Task objective:
Pick out every line in the items below that contains the word "tree" and copy each of those lines.
══════════════════════════════
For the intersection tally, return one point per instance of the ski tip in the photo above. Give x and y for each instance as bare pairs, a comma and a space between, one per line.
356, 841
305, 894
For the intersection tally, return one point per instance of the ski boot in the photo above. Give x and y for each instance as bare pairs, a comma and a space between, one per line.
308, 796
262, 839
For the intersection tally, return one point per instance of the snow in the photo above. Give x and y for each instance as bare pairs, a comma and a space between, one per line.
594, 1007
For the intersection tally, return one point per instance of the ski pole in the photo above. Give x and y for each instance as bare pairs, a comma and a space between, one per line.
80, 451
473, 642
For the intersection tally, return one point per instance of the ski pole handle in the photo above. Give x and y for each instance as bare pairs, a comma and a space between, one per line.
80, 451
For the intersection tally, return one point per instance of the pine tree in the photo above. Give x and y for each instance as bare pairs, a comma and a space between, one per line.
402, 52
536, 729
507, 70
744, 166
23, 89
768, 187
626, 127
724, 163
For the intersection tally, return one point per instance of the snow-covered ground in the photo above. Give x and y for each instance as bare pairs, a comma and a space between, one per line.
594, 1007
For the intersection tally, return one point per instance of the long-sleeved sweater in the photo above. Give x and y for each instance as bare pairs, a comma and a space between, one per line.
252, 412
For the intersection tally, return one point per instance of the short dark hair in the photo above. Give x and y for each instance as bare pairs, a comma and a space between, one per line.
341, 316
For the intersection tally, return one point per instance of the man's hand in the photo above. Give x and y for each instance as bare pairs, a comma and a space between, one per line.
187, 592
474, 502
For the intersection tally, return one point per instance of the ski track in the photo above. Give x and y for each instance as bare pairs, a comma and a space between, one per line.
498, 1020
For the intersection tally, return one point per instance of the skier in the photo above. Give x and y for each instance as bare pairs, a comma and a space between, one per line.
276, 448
══════════════════════════════
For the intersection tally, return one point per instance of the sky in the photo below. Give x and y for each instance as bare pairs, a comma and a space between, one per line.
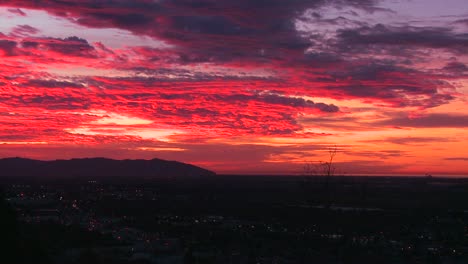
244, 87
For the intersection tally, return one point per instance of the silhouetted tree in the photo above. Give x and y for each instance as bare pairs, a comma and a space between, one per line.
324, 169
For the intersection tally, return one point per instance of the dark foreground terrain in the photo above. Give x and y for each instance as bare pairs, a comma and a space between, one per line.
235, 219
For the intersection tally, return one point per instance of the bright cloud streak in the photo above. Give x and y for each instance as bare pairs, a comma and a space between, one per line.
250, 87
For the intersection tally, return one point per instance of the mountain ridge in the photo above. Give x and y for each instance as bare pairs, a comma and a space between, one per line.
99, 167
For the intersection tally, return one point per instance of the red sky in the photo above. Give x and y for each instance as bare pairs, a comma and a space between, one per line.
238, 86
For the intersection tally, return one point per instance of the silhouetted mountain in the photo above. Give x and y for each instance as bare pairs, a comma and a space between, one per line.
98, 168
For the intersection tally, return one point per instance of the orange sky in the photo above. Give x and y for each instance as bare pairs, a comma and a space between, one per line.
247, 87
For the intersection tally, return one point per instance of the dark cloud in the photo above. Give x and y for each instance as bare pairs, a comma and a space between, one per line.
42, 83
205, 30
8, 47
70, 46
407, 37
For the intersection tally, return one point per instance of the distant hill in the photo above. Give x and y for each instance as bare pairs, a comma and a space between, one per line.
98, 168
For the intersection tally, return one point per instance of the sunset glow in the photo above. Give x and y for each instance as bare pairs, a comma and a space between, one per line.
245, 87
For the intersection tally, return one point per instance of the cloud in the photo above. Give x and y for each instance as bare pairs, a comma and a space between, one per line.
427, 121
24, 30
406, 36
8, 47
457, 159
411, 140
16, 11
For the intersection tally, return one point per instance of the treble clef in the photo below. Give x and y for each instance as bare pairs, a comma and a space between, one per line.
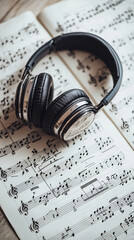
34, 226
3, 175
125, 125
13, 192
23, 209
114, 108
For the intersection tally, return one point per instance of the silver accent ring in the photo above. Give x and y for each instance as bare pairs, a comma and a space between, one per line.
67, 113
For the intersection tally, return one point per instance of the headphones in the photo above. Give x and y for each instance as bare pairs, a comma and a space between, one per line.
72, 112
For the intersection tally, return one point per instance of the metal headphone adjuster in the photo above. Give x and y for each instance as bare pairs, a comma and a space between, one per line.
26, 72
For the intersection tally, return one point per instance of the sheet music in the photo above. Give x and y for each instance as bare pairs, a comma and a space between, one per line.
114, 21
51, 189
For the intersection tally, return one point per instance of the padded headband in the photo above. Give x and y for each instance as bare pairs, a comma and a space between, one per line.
══════════════════════════════
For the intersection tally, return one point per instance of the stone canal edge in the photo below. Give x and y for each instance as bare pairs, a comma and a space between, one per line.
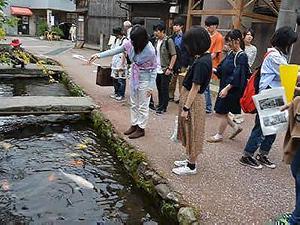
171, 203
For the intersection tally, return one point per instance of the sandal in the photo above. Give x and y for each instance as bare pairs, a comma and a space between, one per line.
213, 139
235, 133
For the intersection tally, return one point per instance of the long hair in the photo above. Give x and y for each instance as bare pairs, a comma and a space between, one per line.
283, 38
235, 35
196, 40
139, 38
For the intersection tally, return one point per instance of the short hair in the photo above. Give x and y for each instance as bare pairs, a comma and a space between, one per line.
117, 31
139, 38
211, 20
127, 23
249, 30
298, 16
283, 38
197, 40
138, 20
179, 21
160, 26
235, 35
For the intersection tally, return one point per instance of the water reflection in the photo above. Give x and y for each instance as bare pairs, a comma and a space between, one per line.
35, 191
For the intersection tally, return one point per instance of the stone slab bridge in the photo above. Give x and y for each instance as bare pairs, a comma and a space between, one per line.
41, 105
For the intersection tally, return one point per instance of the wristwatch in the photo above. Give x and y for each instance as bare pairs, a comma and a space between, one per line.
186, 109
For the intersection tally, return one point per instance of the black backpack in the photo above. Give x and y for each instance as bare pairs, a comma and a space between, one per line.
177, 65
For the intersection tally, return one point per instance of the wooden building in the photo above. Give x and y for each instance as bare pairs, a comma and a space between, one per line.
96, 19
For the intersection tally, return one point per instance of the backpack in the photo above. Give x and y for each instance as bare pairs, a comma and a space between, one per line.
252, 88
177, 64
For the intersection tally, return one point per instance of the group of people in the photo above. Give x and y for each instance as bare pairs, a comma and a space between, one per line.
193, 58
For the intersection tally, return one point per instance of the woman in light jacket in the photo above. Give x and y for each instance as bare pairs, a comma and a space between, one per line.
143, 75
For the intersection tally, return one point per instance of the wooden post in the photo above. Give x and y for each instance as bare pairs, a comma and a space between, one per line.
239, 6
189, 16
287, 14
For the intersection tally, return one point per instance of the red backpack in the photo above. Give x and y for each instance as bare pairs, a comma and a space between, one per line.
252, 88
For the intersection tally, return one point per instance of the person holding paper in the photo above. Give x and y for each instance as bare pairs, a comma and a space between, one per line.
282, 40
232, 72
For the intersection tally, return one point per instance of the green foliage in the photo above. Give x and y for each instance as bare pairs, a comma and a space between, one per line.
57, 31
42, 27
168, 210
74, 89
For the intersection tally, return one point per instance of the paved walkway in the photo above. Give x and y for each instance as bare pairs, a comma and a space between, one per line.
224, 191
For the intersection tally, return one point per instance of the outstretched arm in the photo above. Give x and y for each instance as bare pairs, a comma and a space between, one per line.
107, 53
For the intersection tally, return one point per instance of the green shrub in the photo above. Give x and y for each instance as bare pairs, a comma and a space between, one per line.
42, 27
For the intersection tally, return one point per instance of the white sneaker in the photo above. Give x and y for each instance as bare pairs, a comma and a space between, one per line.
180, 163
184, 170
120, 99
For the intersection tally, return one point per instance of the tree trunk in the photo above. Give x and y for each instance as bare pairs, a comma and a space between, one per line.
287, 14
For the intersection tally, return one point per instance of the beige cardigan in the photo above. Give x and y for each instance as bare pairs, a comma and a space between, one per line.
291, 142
══════════════════════════════
Task answer:
For the intersection tally, return one point per instance of the pine tree in the photo above. Give x and y for each instance as bare pairs, a comma and a space between, one per line.
For the intersection tally, return one point per instance of the silhouetted tree in the photo above. Give x and y for each instance as bare pairs, a comma and a space between, one per line.
For the intersection tally, return one point per instance of the tree trunk in the photo above. Give x and y for each instance as bare pairs, a comma and a space between, one per line.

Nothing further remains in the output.